* [Da fare]: Prosegui il brano sulla carità come virtù che unisce a Dio, riprendendo subito dopo l'ultima frase.

====== Testo fornito

316.   Or qual è tra le virtù
cristiane la più unificante, quella che unisce l’anima nostra
intieramente a Dio, se non la divina carità? Le altre virtù ci preparano
a questa unione, o anche a lei ci iniziano, ma non possono
compierla.
Le virtù morali, prudenza, fortezza, temperanza, giustizia, etc.,
non ci uniscono direttamente a Dio, ma servono solo a sopprimere o
diminuire gli ostacoli che ce ne allontanano e ad avvicinarci a Dio
conformandoci all’ordine; così la temperanza, combattendo lo smoderato uso del
piacere, attenua uno dei più violenti ostacoli all’amor di Dio; l’umiltà,
allontanando l’orgoglio e l’amor proprio, ci predispone alla pratica della
divina carità. Inoltre queste virtù, facendoci praticare l’ordine ossia la
giusta misura, sottomettono la nostra volontà a quella di Dio e ci avvicinano a
lui. Le virtù teologali poi distinte dalla carità, ci uniscono
certamente a Dio, ma in modo incompleto. La fede ci unisce a Dio,
infallibile verità, e ci fa vedere le cose alla luce di Dio; ma è compatibile
col peccato mortale che ci separa da Dio. La speranza ci eleva a Dio, in
quanto è cosa buona per noi, e ci fa desiderare i beni del cielo, ma può
sussistere con colpe gravi che ci allontanano dal nostro fine.

============
====== Dati di partenza

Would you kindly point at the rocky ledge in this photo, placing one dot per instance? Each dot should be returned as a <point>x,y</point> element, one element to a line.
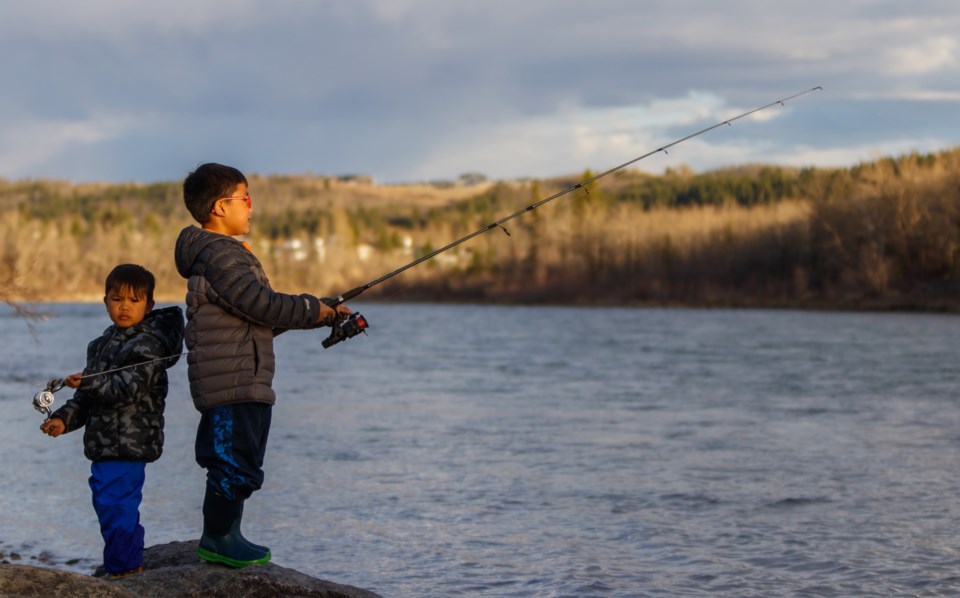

============

* [In risposta]:
317.   La sola carità ci unisce
intieramente a Dio. Suppone la fede e la speranza ma le oltrepassa: prende
tutta quanta l’anima, intelligenza, cuore, volontà, attività, e la dà a
Dio senza riserva. Esclude il peccato mortale, che è il nemico di Dio, e
ci fa godere della divina amicizia: “Si quis diligit me, et Pater meus
diliget eum”
 317-1. Ora l’amicizia è unione, è fusione di
due anime in una sola: cor unum et anima una… unum velle, unum nolle;
completa unione di tutte le nostre facoltà: unione della mente, che fa
che il nostro pensiero si modelli su quello di Dio; unione della volontà,
che ci fa abbracciare la volontà di Dio come fosse nostra; unione del
cuore, che ci stimola a darci a Dio come Egli si dà a noi, dilectus
meus mihi et ego illi:
unione delle forze attive, onde Dio mette a
servizio della nostra debolezza la divina sua potenza per aiutarci a eseguire i
nostri buoni disegni. La carità ci unisce dunque a Dio, nostro fine, a Dio
infinitamente perfetto, e costituisce quindi l’elemento essenziale della nostra
perfezione.

318.   B) Studiando la
natura della carità, arriviamo alla stessa conclusione: come infatti
dimostra S. Francesco di Sales, la carità racchiude tutte le virtù e
dà loro anzi una speciale perfezione 318-1.

a) Racchiude tutte le virtù. La perfezione consiste, com’è
chiaro, nell’acquisto delle virtù: chi le possiede tutte, in un grado non solo
iniziale ma elevato, è certamente perfetto. Ora chi possiede la carità possiede
tutte le virtù e le possiede nella loro perfezione: possiede la fede,
senza cui non si può conoscere ed amare l’infinita amabilità di Dio; e la
speranza, che, ispirandoci la fiducia, ci conduce all’amore; e tutte le
virtù morali, per esempio, la prudenza, senza cui la carità non
potrebbe nè conservarsi nè crescere; la fortezza, che ci fa trionfare
degli ostacoli che si oppongono alla pratica della carità; la temperanza,
che doma la sensualità, implacabile nemica dell’amor di Dio.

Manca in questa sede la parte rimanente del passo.